> _PROBLEM REQUIREMENTS_
Repeat all of the records verbatim.
--- Begin ITEMS ---
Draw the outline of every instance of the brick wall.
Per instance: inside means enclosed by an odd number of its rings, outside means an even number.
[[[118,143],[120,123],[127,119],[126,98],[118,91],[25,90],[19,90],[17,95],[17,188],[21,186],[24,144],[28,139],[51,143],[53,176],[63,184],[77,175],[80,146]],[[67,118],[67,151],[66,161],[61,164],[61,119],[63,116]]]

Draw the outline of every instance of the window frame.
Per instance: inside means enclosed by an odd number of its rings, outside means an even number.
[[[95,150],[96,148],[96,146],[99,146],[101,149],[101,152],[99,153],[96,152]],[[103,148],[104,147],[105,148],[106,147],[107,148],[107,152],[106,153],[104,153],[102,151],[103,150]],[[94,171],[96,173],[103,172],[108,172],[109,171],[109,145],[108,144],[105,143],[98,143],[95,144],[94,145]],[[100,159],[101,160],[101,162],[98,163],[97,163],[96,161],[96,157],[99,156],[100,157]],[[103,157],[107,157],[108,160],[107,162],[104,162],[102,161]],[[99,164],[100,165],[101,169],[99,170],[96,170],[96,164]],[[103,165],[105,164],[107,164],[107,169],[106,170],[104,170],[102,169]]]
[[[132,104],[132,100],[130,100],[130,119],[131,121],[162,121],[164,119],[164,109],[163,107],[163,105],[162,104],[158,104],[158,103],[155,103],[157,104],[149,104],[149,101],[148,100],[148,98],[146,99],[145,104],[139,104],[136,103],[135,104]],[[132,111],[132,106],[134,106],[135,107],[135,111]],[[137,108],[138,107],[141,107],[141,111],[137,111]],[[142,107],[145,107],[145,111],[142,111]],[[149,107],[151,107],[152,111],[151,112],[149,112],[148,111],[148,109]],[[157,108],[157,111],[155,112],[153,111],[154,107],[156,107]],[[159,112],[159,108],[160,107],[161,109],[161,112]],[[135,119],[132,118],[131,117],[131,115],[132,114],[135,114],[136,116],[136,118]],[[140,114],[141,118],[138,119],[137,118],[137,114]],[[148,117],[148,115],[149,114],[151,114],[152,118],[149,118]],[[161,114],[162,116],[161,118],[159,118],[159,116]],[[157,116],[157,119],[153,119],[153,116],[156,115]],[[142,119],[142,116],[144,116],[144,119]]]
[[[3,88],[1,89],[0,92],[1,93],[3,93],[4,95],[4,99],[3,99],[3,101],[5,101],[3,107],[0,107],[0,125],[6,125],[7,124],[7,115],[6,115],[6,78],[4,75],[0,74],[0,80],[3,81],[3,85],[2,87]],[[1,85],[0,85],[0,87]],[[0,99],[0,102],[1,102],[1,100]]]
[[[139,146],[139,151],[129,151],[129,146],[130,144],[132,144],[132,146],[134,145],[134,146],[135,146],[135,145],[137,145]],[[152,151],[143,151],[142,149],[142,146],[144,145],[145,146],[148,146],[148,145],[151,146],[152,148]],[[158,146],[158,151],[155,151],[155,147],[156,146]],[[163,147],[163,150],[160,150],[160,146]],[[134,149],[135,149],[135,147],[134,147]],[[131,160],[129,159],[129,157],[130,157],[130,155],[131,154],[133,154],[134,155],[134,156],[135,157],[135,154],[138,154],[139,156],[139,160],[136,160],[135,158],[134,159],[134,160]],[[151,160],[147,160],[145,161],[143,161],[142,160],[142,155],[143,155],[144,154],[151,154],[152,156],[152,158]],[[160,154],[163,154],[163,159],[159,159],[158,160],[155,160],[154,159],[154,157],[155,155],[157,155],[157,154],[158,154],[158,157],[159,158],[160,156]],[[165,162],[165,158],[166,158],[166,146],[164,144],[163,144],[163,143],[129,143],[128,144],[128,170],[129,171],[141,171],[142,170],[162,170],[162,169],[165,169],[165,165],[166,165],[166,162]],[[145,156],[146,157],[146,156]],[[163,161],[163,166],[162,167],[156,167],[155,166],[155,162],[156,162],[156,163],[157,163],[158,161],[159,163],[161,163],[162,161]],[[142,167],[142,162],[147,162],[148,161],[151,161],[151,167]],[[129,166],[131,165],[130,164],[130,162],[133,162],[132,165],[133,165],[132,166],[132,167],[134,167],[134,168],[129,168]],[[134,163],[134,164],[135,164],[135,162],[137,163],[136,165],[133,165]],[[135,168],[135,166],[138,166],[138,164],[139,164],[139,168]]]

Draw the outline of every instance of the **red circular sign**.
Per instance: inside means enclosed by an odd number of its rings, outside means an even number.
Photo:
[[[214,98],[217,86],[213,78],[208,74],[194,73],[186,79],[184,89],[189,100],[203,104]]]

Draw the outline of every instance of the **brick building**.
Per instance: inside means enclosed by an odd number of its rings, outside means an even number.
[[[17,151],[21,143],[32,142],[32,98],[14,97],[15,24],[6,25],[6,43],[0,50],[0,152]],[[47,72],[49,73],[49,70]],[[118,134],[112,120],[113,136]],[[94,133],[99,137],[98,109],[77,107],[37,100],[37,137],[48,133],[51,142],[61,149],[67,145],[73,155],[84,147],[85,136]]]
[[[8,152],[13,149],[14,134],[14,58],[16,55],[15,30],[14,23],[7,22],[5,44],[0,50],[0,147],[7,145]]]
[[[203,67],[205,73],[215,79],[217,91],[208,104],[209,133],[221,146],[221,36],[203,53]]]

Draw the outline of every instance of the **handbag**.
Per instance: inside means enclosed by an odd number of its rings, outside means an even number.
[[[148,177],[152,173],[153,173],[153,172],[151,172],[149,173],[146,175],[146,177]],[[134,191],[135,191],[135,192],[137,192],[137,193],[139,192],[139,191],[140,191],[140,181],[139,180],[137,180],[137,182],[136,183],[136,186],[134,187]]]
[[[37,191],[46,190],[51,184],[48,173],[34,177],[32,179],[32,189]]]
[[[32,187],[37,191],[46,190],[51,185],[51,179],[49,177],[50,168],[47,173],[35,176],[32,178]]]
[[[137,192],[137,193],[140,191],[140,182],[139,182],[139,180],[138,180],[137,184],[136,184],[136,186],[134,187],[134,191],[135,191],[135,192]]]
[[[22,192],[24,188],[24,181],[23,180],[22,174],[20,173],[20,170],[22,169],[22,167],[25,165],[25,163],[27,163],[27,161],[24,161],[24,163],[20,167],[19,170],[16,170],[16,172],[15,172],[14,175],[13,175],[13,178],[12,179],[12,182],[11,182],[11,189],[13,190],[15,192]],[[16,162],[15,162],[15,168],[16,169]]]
--- End ITEMS ---
> _COMPLETED EXERCISE_
Draw the outline of every instance of the brick wall.
Per instance: inside means enclosed by an odd number of its rings, outside means an even number.
[[[118,143],[120,123],[127,119],[126,98],[118,91],[25,90],[19,90],[17,95],[17,188],[21,186],[24,144],[28,139],[51,143],[53,176],[63,184],[77,175],[80,146]],[[67,118],[67,151],[66,161],[61,164],[61,119],[63,116]]]

Draw the outline of every instance of the window frame.
Per instance: inside means enclosed by an odd number of its rings, outside means an even number.
[[[95,150],[96,148],[96,146],[99,146],[101,149],[101,152],[99,153],[96,152]],[[103,148],[104,147],[105,148],[106,147],[107,148],[107,152],[106,153],[104,153],[102,151],[103,150]],[[94,171],[96,173],[103,172],[108,172],[109,171],[109,145],[108,144],[105,143],[98,143],[95,144],[94,145]],[[100,159],[101,160],[101,162],[98,163],[97,163],[96,161],[96,157],[99,156],[100,157]],[[103,157],[107,157],[108,160],[107,162],[104,162],[102,161]],[[99,164],[100,165],[101,169],[99,170],[96,170],[96,164]],[[103,165],[105,164],[107,164],[107,169],[106,170],[104,170],[102,169]]]
[[[132,104],[132,100],[130,100],[130,119],[131,121],[162,121],[164,119],[164,109],[163,107],[163,105],[162,104],[158,104],[158,103],[155,103],[157,104],[149,104],[149,101],[148,100],[148,98],[146,99],[145,104],[139,104],[136,103],[135,104]],[[132,111],[132,106],[134,106],[135,107],[135,111]],[[137,108],[138,107],[141,107],[141,111],[137,111]],[[142,107],[145,107],[145,111],[142,111]],[[149,107],[151,107],[152,111],[151,112],[149,112],[148,111],[148,109]],[[157,108],[157,111],[155,112],[153,111],[154,107],[156,107]],[[159,112],[159,108],[160,107],[161,109],[161,112]],[[135,119],[132,118],[131,117],[131,115],[132,114],[135,114],[136,116],[136,118]],[[140,114],[141,118],[138,119],[137,118],[137,114]],[[148,117],[148,115],[149,114],[151,114],[152,118],[149,118]],[[161,114],[162,116],[161,118],[159,118],[159,116]],[[157,116],[157,119],[153,119],[153,116],[156,115]],[[142,119],[142,116],[144,116],[144,119]]]
[[[3,88],[1,89],[0,92],[1,93],[3,93],[4,95],[4,99],[3,99],[3,101],[5,101],[3,107],[0,107],[0,125],[6,125],[7,124],[7,115],[6,115],[6,78],[4,75],[0,74],[0,80],[3,81],[3,85],[2,87]],[[1,85],[0,85],[0,87]],[[0,99],[0,102],[1,102],[1,100]]]
[[[139,146],[139,151],[129,151],[129,146],[130,144],[132,144],[132,146],[134,145],[134,146],[135,146],[135,145],[137,145]],[[152,151],[143,151],[142,149],[142,146],[144,145],[145,146],[148,146],[148,145],[151,146],[152,148]],[[158,146],[158,151],[155,151],[155,147],[156,146]],[[163,147],[163,150],[160,150],[160,146]],[[134,149],[135,149],[135,147],[134,147]],[[131,160],[129,159],[129,157],[130,157],[130,155],[131,154],[133,154],[134,155],[134,156],[135,157],[135,154],[138,154],[139,156],[139,160],[136,160],[135,158],[134,159],[134,160]],[[151,160],[147,160],[145,161],[143,161],[142,160],[142,155],[143,155],[144,154],[151,154],[152,156],[152,158]],[[160,154],[163,154],[163,159],[159,159],[158,160],[155,160],[154,159],[154,157],[155,155],[157,155],[157,154],[158,154],[158,157],[159,158],[160,156]],[[165,162],[165,158],[166,158],[166,146],[164,144],[163,144],[163,143],[129,143],[128,144],[128,170],[129,171],[141,171],[142,170],[162,170],[162,169],[165,169],[165,165],[166,165],[166,162]],[[145,156],[146,157],[146,156]],[[163,161],[163,166],[162,167],[156,167],[155,166],[155,162],[156,162],[156,163],[157,163],[158,161],[159,163],[161,163],[162,161]],[[142,167],[142,162],[147,162],[148,161],[151,161],[151,167]],[[129,166],[131,165],[130,164],[130,162],[133,162],[132,165],[133,165],[132,166],[132,167],[134,167],[134,168],[129,168]],[[134,163],[134,164],[135,164],[135,162],[137,163],[136,165],[133,165]],[[135,168],[135,166],[138,166],[138,164],[139,164],[139,168]]]

Draw the outline of every instance of the **red circular sign**.
Per instance: inside means enclosed by an odd number of its rings, outside means an even number.
Photo:
[[[214,98],[217,86],[213,78],[208,74],[194,73],[186,79],[184,89],[189,100],[203,104]]]

Draw the outline of every instance of the **brick building**.
Per instance: inside means enclosed by an odd number of its rings, outside means an even number.
[[[17,151],[21,143],[32,142],[32,98],[14,97],[15,24],[6,25],[6,43],[0,50],[0,152]],[[47,72],[49,73],[49,70]],[[118,134],[112,120],[113,136]],[[94,133],[99,137],[98,109],[77,107],[37,100],[37,137],[48,133],[51,142],[61,149],[67,145],[73,155],[84,147],[85,136]]]
[[[8,152],[13,149],[14,134],[14,58],[16,55],[15,30],[14,23],[7,22],[5,44],[0,50],[0,147],[7,145]]]
[[[203,67],[205,73],[215,79],[217,91],[208,104],[209,133],[221,146],[221,36],[203,53]]]

Draw the outline of every instance of the **handbag**.
Per instance: inside means enclosed by an odd number of its rings, outside means an even number.
[[[148,177],[152,173],[153,173],[153,172],[151,172],[149,173],[146,175],[146,177]],[[134,191],[135,191],[135,192],[137,192],[137,193],[139,192],[139,191],[140,191],[140,181],[139,180],[137,180],[137,182],[136,183],[136,186],[134,187]]]
[[[37,191],[46,190],[51,184],[48,173],[34,177],[32,179],[32,189]]]
[[[32,187],[37,191],[46,190],[51,185],[51,179],[49,177],[50,168],[47,173],[35,176],[32,178]]]
[[[137,192],[137,193],[140,191],[140,182],[139,182],[139,180],[138,180],[137,184],[136,184],[136,186],[134,187],[134,191],[135,191],[135,192]]]
[[[22,192],[24,188],[24,181],[23,180],[22,174],[20,173],[20,170],[22,169],[22,167],[25,165],[25,163],[27,163],[27,161],[24,161],[24,163],[20,167],[19,170],[16,170],[16,172],[15,172],[14,175],[13,175],[13,178],[12,179],[12,182],[11,182],[11,189],[13,190],[15,192]],[[16,162],[15,162],[15,168],[16,169]]]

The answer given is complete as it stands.